▸ TRY IT: Return the listing below in full, exactly.

*** Block opens ***

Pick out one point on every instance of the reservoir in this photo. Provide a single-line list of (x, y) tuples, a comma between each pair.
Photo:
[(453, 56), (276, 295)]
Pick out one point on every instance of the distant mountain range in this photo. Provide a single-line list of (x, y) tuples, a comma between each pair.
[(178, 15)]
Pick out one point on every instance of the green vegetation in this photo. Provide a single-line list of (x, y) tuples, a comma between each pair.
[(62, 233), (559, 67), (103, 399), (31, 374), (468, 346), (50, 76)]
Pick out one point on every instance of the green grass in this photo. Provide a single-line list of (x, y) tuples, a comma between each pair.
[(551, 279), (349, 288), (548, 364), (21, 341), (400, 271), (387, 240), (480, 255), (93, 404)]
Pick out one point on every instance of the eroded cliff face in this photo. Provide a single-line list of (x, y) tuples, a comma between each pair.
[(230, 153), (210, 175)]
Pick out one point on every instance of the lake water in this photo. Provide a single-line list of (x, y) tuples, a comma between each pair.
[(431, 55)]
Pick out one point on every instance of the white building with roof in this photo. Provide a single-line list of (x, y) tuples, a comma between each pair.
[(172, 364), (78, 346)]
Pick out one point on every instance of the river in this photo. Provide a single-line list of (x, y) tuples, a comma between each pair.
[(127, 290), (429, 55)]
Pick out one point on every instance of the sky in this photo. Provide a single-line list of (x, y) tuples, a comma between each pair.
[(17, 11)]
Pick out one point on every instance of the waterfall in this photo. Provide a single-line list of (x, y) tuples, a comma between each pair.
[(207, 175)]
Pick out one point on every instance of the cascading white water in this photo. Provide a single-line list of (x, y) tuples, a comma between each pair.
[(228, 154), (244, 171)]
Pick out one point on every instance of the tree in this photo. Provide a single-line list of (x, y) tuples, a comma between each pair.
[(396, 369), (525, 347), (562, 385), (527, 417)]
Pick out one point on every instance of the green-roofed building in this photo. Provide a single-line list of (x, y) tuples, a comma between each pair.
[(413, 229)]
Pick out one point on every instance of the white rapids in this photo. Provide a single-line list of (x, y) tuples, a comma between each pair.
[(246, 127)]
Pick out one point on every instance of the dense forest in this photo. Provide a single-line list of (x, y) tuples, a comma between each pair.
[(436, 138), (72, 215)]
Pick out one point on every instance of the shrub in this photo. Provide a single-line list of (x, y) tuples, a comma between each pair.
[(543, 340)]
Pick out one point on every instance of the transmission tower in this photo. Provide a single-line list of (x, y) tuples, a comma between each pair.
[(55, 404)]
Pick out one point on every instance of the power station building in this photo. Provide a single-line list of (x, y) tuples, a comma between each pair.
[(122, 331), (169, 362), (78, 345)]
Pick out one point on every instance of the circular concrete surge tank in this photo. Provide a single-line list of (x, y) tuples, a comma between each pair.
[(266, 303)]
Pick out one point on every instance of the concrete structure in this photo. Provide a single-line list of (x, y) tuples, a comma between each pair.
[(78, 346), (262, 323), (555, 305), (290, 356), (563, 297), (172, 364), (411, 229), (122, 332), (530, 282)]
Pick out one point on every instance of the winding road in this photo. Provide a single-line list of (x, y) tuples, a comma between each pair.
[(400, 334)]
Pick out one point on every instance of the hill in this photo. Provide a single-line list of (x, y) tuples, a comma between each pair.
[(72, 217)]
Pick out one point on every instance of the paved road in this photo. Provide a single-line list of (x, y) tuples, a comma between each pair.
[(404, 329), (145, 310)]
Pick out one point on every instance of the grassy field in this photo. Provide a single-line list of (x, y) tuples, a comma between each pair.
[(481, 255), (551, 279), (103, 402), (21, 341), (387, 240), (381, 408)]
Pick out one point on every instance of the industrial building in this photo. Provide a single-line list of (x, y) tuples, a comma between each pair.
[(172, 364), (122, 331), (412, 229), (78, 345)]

*** Block closes ***

▸ RESPONSE AREA:
Pick out one point on every instance of the reservoir in this photo. Provide a single-line list of (x, y) tuples, a comma between each pair.
Photo:
[(453, 56), (276, 295)]
Pick out one point on every instance of the distant mountain range in this photo. Provide a single-line list of (x, y) tuples, a comma between each pair.
[(178, 15)]
Pick out one point on every instance of the green vegetation in this photo. Provide a single-line list of (x, y) tuples, a comma between each pair.
[(62, 233), (559, 67), (103, 399), (31, 374), (468, 346), (50, 76)]
Pick out one point on every instance of the green grass in this photo. Provide a single-line list of (x, y) tuples, a comma between each pair.
[(551, 279), (349, 288), (548, 364), (21, 341), (400, 271), (387, 240), (480, 255), (93, 404)]
Pick out one point on every instance of the eroded cliff face in this photo. Provide a single-line list of (x, y) tuples, a comma between each pair.
[(230, 153), (210, 175)]
Pick out one point on every instance of the lake water in this photo. Provide a single-line list of (x, y) tuples, a comma between each pair.
[(431, 55)]
Pick out one point on every instance of the white building with roof in this photo. Provide a single-line list of (x, y) tuples, a comma between each pair.
[(172, 364), (78, 346)]
Pick out one point on every instance of the river in this photo. Provide a single-line list of (x, y) tuples, a comma between each pair.
[(127, 290), (429, 55)]
Pick out one point on every instance of the sky in this photo. Provide a single-line list of (x, y) tuples, a comma between each pair.
[(17, 11)]
Pick out one point on every instance of the waterfall in this photo. Provide a single-line list of (x, y) tuples, a comma between each pair.
[(207, 175)]
Pick out one point on every instance of the cascading white water in this photo. Provide a single-line list of (x, y) tuples, a comma between each pair.
[(228, 154), (244, 171)]
Pick out one point on every instance of the tree in this photo. Provide a single-line list of (x, y) tuples, a comma between each pair.
[(396, 369), (525, 347), (562, 385), (527, 417)]
Pick out one point on every instance of the green-roofed building in this photo. Provide a single-line list of (x, y) tuples, a comma between each pair.
[(413, 229)]
Pick out one point on every instance of the white rapids in this photo. Provide a single-line list of (x, y) tuples, a comma between each pair.
[(246, 127)]
Pick out one point on every instance of the dense forest in this photo. Provide a single-line list of (x, y) tuples, a comma between each pair.
[(436, 138), (72, 215)]
Pick out one point on every instance of the shrub in this photo. Provide a single-line list of (x, y) tuples, a comma between each pair.
[(543, 340)]
Pick out one point on every instance of the transmission tower in this photo. Provide a single-line list of (x, y) tuples, a comma between each pair.
[(55, 404)]
Pick out one point on every instance of the power station building in this photo. Provide a single-line list of (x, y) tuples, a comma between each pair.
[(122, 331), (169, 362), (78, 345)]
Pick out one point on every instance of the circular concrete surge tank in this photo. Provide a single-line list of (x, y) tuples, a comma between each pair.
[(266, 303)]
Pick out one point on every instance of the concrete structure in this photo. Provide a single-line list of (x, y) tuples, a comma between each pair.
[(78, 346), (262, 323), (555, 305), (290, 356), (563, 297), (172, 364), (411, 229), (122, 332), (530, 282)]
Pick out one point on every instance of the winding road in this photo. Provide a single-line list of (x, y) tuples, a comma between each pair.
[(400, 334)]
Pick out one point on every instance of the hill in this photo. Provide a single-line list of (x, y) tuples, a comma between each pair.
[(72, 217)]
Pick out one point on every instance of the paved road in this photo. Provide a single-line list of (x, y) tuples, a comma between each pair.
[(404, 329), (145, 310)]
Pick out one point on every instance of the grassy field in this photo. Provide a single-line list of (x, y) tuples, a comma between each pair.
[(481, 255), (551, 279), (103, 402), (21, 341), (387, 240), (381, 408)]
Pick out one point on every instance of the industrial building in this photo. Provide a single-line list of (x, y) tuples, a comma between each pair.
[(172, 364), (122, 331), (412, 229), (78, 345)]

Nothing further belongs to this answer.